_EXTRAIT DU DOCUMENT:_
++++
Par ailleurs, la question soulevée par le passé par le Comité sur le caractère pouvant être considéré comme excessif des exigences en matière de connaissance de la langue ne reçoit pas de réponse dans le rapport. Si la participation politique des minorités à la vie politique est censée être en augmentation, elle a ses limites dans la mesure où pour participer, pour militer dans un parti, il faut être citoyen. Le Comité avait recommandé que soit réduit le nombre de personnes dont la citoyenneté est «indéterminée» qui sont de fait des apatrides. Par ailleurs, le rapporteur constate que l'Estonie n'a pas l'intention d'adhérer à la Convention sur la réduction des cas d'apatridie.
Sur le plan social, les Estoniens de souche ont des revenus sensiblement supérieurs à leurs «compatriotes» allogènes, et le taux de chômage passe du simple au double. Quant au traitement réservé aux Roms et à la ségrégation dans les écoles, on nous assure qu'il y a une augmentation du nombre d'élèves, qui sont au nombre de 32. Mais six d'entre eux souffrent de handicaps qui ont conduit à les admettre dans des établissements spécialisés, ce qui incite à s'interroger sur cette forte proportion, toute relative soit elle.
Le rapporteur a noté que pratiquement aucune plainte pour discrimination raciale n'avait été déposée ces dernières années. Il a en outre voulu savoir comment s'explique le fait que le Chancelier de la justice ne dispose pas de données ventilées quant aux poursuites pour discrimination raciale et ethnique.
M. Kut a relevé que l'Estonie n'entend pas ratifier la Convention relative aux droits des travailleurs migrants et des membres de leur famille. Elle envisage en revanche de ratifier celle de l'UNESCO concernant la discrimination dans le domaine de l'enseignement et il a voulu savoir à quelle échéance.
Par ailleurs, des informations d'organisations non gouvernementales font état de l'attitude hostile, des médias notamment, envers les demandeurs d'asile. Il semble en outre que les demandes en provenance de Russie sont systématiquement rejetées. Par ailleurs, il semble que les manuels d'histoire présentent l'occupation nazie entre 1940 et 1945 sous un jour positif, s'est-il encore étonné.
++++
_TRAVAIL DEMANDÉ:_
(1) Indiquez si chacune des affirmations suivantes concorde avec l'extrait sur l'Estonie, en répondant par oui ou par non et en citant les mots décisifs de l'extrait : (a) l'Estonie compte adhérer à la Convention sur la réduction des cas d'apatridie ; (b) le nombre d'élèves roms mentionné est de 32 ; (c) l'Estonie envisage de ratifier la convention de l'UNESCO concernant la discrimination dans le domaine de l'enseignement.
(2) Poursuivez l'extrait sur l'Estonie après sa dernière phrase.
Les lignes qui suivent n'ont aucun rapport avec l'extrait sur l'Estonie.
++++
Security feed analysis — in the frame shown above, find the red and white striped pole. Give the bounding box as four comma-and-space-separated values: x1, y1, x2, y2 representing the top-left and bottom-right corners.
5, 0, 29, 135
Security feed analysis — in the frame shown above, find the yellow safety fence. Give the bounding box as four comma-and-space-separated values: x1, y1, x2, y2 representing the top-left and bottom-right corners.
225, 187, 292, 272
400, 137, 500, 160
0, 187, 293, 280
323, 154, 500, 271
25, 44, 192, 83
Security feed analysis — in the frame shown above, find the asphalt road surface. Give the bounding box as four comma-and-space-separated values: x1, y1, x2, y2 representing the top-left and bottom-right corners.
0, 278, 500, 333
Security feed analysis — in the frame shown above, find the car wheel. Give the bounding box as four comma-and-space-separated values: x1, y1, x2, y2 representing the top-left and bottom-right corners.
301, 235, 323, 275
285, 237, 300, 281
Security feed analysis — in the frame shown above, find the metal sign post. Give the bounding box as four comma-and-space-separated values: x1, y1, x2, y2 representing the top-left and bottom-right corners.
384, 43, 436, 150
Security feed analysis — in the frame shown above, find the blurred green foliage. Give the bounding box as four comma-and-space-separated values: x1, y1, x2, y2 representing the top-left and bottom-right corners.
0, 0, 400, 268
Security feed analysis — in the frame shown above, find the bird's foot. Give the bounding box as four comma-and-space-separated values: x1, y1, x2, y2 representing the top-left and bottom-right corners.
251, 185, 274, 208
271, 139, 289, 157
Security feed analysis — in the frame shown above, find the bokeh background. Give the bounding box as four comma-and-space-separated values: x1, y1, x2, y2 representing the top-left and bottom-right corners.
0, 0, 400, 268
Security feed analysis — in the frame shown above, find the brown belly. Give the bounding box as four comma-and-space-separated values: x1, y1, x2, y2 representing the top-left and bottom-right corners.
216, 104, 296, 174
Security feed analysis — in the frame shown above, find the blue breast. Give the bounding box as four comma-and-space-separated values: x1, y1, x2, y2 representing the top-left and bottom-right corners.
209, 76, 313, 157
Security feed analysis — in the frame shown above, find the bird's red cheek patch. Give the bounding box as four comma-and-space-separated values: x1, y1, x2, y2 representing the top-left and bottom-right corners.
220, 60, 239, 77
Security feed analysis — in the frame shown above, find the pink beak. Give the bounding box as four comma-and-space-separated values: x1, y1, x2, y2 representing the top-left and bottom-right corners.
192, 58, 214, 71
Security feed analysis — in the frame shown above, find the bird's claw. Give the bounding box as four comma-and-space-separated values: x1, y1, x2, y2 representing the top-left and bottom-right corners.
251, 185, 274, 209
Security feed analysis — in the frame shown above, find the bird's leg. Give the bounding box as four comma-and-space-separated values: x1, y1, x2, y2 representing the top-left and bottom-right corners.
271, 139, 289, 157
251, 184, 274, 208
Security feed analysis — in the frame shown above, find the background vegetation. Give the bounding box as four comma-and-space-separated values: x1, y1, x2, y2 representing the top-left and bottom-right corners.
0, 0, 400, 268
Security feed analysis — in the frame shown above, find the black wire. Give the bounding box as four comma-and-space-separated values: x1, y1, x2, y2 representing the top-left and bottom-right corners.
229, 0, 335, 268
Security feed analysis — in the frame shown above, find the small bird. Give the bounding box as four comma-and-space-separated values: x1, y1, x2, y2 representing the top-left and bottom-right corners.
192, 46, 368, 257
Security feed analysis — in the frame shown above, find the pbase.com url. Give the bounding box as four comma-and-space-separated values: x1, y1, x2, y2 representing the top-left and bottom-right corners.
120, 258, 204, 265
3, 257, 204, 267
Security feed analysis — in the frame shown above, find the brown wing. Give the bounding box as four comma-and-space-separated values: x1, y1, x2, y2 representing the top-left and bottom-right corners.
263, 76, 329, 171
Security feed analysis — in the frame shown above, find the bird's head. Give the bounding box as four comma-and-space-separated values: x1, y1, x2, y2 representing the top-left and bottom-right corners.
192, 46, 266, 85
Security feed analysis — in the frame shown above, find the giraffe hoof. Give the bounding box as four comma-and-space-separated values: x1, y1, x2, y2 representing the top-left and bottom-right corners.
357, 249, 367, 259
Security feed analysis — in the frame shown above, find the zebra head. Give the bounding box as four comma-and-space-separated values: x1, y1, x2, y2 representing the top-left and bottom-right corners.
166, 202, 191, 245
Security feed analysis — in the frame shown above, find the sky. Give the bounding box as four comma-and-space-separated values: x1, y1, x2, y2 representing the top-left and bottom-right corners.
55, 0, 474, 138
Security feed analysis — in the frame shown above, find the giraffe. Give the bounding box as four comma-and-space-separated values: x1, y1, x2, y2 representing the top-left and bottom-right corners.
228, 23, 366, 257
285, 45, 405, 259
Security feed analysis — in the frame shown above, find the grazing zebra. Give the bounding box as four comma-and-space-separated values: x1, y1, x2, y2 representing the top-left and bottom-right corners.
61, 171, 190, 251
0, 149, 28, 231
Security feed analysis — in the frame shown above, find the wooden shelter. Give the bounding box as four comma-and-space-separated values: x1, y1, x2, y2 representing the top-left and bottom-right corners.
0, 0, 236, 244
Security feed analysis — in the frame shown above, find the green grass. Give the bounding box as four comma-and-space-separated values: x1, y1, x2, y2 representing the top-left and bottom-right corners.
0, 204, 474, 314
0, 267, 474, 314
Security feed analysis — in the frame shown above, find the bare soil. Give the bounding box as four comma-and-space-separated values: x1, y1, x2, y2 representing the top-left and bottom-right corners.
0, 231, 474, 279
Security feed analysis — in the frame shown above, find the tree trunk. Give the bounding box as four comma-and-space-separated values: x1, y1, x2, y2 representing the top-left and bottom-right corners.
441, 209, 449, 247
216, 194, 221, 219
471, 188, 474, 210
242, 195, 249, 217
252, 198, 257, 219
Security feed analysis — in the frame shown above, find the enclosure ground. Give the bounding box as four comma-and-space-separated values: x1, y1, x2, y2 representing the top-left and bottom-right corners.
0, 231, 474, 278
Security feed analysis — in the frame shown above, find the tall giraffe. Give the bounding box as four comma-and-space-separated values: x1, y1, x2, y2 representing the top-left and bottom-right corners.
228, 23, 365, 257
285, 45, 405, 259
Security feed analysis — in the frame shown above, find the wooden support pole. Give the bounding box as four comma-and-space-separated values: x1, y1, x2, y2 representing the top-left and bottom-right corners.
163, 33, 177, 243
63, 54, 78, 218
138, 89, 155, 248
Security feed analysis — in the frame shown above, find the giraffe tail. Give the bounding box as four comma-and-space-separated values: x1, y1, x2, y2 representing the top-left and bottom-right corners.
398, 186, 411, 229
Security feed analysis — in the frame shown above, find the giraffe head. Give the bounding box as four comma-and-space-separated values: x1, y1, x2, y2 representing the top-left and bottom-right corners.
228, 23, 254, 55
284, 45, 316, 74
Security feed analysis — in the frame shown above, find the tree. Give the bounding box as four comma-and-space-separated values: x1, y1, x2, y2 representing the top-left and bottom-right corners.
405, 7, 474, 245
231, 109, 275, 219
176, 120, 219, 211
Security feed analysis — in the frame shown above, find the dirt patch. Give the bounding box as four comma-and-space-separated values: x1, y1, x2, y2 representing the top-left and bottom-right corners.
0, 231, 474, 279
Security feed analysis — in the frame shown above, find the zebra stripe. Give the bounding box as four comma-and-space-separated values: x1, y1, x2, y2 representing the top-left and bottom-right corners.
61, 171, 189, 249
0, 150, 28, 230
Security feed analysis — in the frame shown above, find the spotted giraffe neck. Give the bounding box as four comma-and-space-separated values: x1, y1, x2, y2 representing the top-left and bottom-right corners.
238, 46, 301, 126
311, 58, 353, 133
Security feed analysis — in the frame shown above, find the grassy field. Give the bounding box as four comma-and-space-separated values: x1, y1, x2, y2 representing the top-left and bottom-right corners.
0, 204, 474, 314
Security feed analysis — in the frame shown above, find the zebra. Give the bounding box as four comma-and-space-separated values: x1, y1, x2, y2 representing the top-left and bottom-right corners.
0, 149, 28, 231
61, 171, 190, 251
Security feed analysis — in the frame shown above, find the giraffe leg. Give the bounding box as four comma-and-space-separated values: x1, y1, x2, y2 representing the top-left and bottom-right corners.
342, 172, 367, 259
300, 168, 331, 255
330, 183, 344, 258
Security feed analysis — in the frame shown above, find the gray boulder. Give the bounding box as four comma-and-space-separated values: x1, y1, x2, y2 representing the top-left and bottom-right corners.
++++
_RÉPONSES:_
(1)
(a) Non : « le rapporteur constate que l'Estonie n'a pas l'intention d'adhérer à la Convention sur la réduction des cas d'apatridie ».
(b) Oui : « qui sont au nombre de 32 ».
(c) Oui : « Elle envisage en revanche de ratifier celle de l'UNESCO concernant la discrimination dans le domaine de l'enseignement ».

(2)
Si le processus de naturalisation a été simplifié pour les personnes handicapées, le rapporteur s'est demandé pourquoi il ne l'avait pas été pour tous. Un amendement à la loi sur les questions relatives aux langues, introduit à compter de l'an prochain, prévoit qu'aucune amende ne pourra plus être imposée à un employé pour une connaissance insuffisante de la langue nationale. En revanche, son employeur pourra être sanctionné, s'est étonné le rapporteur.
Parmi les autres membres du Comité, un expert a jugé qu'il devait bien y avoir un moyen de surmonter l'obstacle à l'accès à la citoyenneté estonienne, vingt-cinq ans après que le pays ait recouvré son indépendance. Il a constaté par ailleurs que le nombre d'étudiants russes ne cessait de baisser. Il a souligné que, traditionnellement, les russophones se désignaient couramment par leur patronyme, décliné sur le prénom du père, ce qui n'est plus possible dans les actes officiels en Estonie. Pour cet expert, on devrait pouvoir avoir le choix de voir mentionné ou non son patronyme, dans les actes de naissance notamment, a-t-il observé.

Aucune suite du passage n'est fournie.